I don’t read much fiction these days. I have a limited amount of time and think it’s better to read history and biography. Even so, I was reading Anthony Trollope’s The Prime Minister when Boris Johnson resigned in disgrace. An old friend recommended it as the best book about politics he ever read. He is somewhat of an authority, having worked on the Democratic side of the federal government for 27 years, first in the Senate and later as the head of an administrative agency.
Published in 1876, the novel’s political themes include the tension in government between the real and the ideal, the practical and the fanciful, the noble and the coarse, the privileged and the grasping, personal desire and official duty, stability and progress by evolution or revolution.
The main plot is about a fictional prime minister of the United Kingdom, Plantagenet Palliser, the Duke of Omnium. (It’s the kind of novel that the woke reflexively reject because it was written by an old white man, about privileged old white men.) Palliser becomes prime minister when neither the conservative Tory Party nor the liberal Whig Party is able to form a government on its own. A fragile coalition forms a government instead. It makes Palliser PM because he is a hardworking, well-meaning, relatively non-controversial technocrat.
* * *
### Work to do
Pick up the piece on Trollope's The Prime Minister right after its last sentence and keep writing in the same voice. The listing that comes next plays no part in this.
* * *
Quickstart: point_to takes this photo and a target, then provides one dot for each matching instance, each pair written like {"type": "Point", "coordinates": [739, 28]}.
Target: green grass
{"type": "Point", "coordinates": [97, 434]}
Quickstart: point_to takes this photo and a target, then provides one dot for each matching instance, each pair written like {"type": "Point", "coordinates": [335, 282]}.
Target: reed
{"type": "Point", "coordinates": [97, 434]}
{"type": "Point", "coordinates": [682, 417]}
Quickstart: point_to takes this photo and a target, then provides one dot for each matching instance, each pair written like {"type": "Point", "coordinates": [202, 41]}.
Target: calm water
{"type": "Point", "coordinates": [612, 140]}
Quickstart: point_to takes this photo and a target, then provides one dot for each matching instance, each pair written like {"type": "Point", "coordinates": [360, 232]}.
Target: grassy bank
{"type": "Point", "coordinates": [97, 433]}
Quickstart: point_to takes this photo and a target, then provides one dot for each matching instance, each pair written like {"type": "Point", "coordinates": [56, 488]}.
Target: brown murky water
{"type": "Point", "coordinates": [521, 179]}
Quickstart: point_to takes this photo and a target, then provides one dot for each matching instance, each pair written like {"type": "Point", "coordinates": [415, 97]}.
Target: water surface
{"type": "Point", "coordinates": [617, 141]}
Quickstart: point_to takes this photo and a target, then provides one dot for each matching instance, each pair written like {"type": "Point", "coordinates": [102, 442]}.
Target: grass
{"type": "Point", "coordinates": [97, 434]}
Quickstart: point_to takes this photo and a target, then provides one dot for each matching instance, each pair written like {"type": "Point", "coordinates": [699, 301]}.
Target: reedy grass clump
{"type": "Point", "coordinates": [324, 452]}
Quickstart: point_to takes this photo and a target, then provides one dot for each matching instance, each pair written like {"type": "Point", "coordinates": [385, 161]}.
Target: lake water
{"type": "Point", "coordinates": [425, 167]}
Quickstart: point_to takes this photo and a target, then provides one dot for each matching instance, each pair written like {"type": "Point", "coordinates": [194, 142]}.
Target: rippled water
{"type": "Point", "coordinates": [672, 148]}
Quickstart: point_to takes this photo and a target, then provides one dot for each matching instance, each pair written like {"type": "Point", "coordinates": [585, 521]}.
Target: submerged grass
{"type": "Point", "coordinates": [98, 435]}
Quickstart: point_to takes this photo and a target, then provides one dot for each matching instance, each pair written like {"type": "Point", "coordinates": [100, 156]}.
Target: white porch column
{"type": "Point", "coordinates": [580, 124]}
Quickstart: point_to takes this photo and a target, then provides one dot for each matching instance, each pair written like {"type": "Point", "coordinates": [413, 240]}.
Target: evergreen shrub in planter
* * *
### Task result
The coalition lasts for three years until the prime minister tries to pass a bill reforming the electoral system by expanding the vote to resemble the American, one-man-one-vote system. (The UK granted women equal voting rights in 1928.) The bill alienates everyone to varying degrees. Conservative Tories and Lords fear the loss of their prerogatives. Liberal Whigs want to claim the achievement for themselves. Palliser has neglected and disdained to cultivate the personal relationships that might have overcome some of those obstacles. The bill only narrowly passes the upper house by nine votes and is destined to fail in the lower. Acknowledging the inevitable, Palliser steps down to make way for a new government.
Dignity in defeat isn’t pure fiction. Johnson’s immediate predecessors, Conservative Party Prime Ministers Theresa May and David Cameron both stepped aside voluntarily, if not happily. Cameron did so when his gambit of putting to the people the question of withdrawal from the European Union backfired. May stepped aside because of an inability to get Parliament to approve a Brexit agreement.
In the US, we have seen graciousness in defeat. Romney was gracious to Obama in 2012, as was John McCain in 2008. Although it took a while, Al Gore was gracious to George W Bush in 2000. But we have also seen a seemingly growing trend in the opposite direction.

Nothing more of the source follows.